SHORT PROBLEM
Make an exact copy of all the entries, but do not reproduce the pictures.

A run of records:
☆ ☆ ☆ ☆
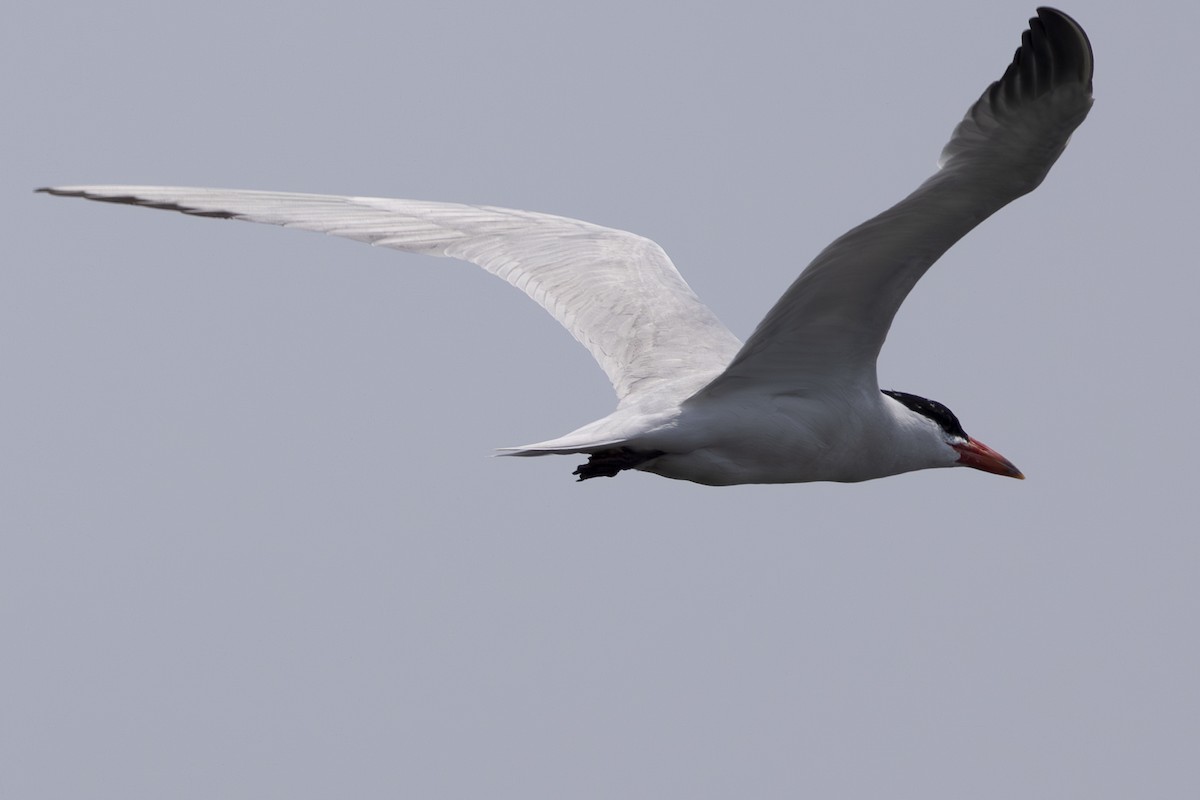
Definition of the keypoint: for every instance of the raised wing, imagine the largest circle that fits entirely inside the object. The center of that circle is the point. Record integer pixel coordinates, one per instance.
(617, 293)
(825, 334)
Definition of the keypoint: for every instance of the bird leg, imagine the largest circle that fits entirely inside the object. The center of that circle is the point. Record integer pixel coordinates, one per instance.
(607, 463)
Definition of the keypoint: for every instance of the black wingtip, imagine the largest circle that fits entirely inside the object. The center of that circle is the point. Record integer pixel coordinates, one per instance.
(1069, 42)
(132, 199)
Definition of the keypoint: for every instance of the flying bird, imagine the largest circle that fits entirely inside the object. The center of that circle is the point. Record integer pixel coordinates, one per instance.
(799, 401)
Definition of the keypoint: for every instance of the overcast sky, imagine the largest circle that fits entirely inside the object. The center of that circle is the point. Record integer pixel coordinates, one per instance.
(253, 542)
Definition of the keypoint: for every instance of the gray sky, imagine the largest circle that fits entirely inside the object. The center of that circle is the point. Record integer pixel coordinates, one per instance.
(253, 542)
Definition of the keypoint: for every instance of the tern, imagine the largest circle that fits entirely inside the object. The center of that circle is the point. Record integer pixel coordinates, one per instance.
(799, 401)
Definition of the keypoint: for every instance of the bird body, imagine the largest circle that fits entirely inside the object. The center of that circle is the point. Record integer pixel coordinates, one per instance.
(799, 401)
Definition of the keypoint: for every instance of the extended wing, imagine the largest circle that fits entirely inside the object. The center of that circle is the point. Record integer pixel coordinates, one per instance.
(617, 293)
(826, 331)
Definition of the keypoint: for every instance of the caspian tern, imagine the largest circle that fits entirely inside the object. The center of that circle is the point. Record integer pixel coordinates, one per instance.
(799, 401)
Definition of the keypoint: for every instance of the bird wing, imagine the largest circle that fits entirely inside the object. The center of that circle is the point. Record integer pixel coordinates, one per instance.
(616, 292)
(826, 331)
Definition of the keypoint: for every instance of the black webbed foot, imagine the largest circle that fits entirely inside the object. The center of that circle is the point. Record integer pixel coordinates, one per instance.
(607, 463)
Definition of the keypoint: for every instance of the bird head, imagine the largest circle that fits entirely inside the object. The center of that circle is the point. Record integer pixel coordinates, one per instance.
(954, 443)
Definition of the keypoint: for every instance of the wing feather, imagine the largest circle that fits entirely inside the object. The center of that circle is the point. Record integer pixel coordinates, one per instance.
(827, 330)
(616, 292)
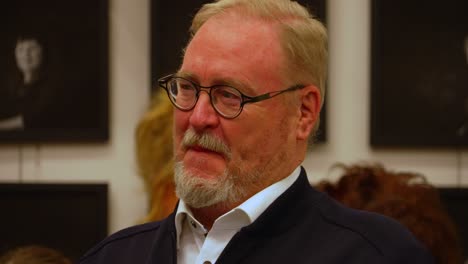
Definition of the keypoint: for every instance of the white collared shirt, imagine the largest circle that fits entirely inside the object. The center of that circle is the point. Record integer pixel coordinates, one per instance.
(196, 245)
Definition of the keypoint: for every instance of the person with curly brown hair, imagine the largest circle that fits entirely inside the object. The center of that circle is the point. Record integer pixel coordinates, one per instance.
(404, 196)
☆ ☆ ☆ ☆
OUTPUT FOR THIS EXERCISE
Definition of the keypoint: for every instance of the raised wing, imagine the largest circle that fits entirely inside the object. The center of that circle is the point. Record integer pixel coordinates, one per instance.
(617, 293)
(825, 334)
Definition of the keypoint: for every instance of the bird leg, imagine the largest circle that fits entirely inside the object. The center of that circle is the point. Record integer pixel coordinates, one per instance.
(607, 463)
Definition of the keypoint: for every instance of the black wingtip, imagine the largest circle that fits entirely inside the object. The center of that circle is the point. Record integer pixel coordinates, one per instance.
(1069, 42)
(132, 199)
Definition of the keypoint: for every instance of the flying bird, imagine the largest circle that fits entirely inside the object. The center of that circle is the point. Record integer pixel coordinates, one per instance.
(799, 401)
Definition of the keypoint: for every instance of the overcast sky, imagine the largest circle that fits entirely inside the object. The center of that circle is the point. Record integer pixel coordinates, one per instance.
(253, 542)
Definition of the keypoint: for every instance of the gray sky, imagine the largest circle that fits entirely inside the object. The center of that circle is the point. Record integer pixel coordinates, one per instance.
(253, 542)
Definition of the keypoint: for every instance of the tern, imagine the largest circle that fits entirely inside the object. The center of that circle is the point. Record integer pixel coordinates, one per instance.
(799, 401)
Definition of the keypoint: for every instance of the bird body, imagine the largest circle that fits entirely inside the object. The center of that circle is the point. Record integer pixel coordinates, one per instance.
(799, 401)
Definition of the keypoint: for every instance of the extended wing, imagine the largest circle that fits entirely inside the object. The center of that circle is the point. Record integer pixel coordinates, one per instance.
(617, 293)
(826, 331)
Definition of the keypoint: for every instance of the caspian tern, imagine the largest circle that fits entirely inside the object. The center of that circle is the point. Record integer pixel coordinates, one per instance.
(799, 401)
Definition of the keypoint: for every instance of the bird wing, imagine the largest circle that fits entirely inside the object. The center of that circle is the point. Record integer pixel coordinates, one per instance.
(616, 292)
(826, 331)
Definition of the keypoint: for every instance of the black webbed foot, imagine the largest circle that fits entirely inside the object. The center of that circle is the point. Record integer pixel coordinates, one per instance.
(607, 463)
Definition of the keypoint: for every instance of the bird head, imagine the largest circle that fits entirely inside the object. The center of that circle is the point. Record integer pixel coordinates, one per instance.
(954, 443)
Definition of the keypoint: for every instance of the wing feather, imagine the largest circle that fits entirely inside the object. The center of that circle is the point. Record integer pixel coordinates, one per instance.
(827, 330)
(616, 292)
Definition of the keypoint: for every instance of the white collared shirt, imagine the largest circle that fits entirely inside the object. The center of that circle is the point. Record integer pixel coordinates, one per instance.
(196, 245)
Definition of the keypoint: for every instance of the person with curly brown hair, imagine the largest circle that fits entirely inside the object. The center of that circle is the point. Record integer pixel coordinates, one per instance.
(404, 196)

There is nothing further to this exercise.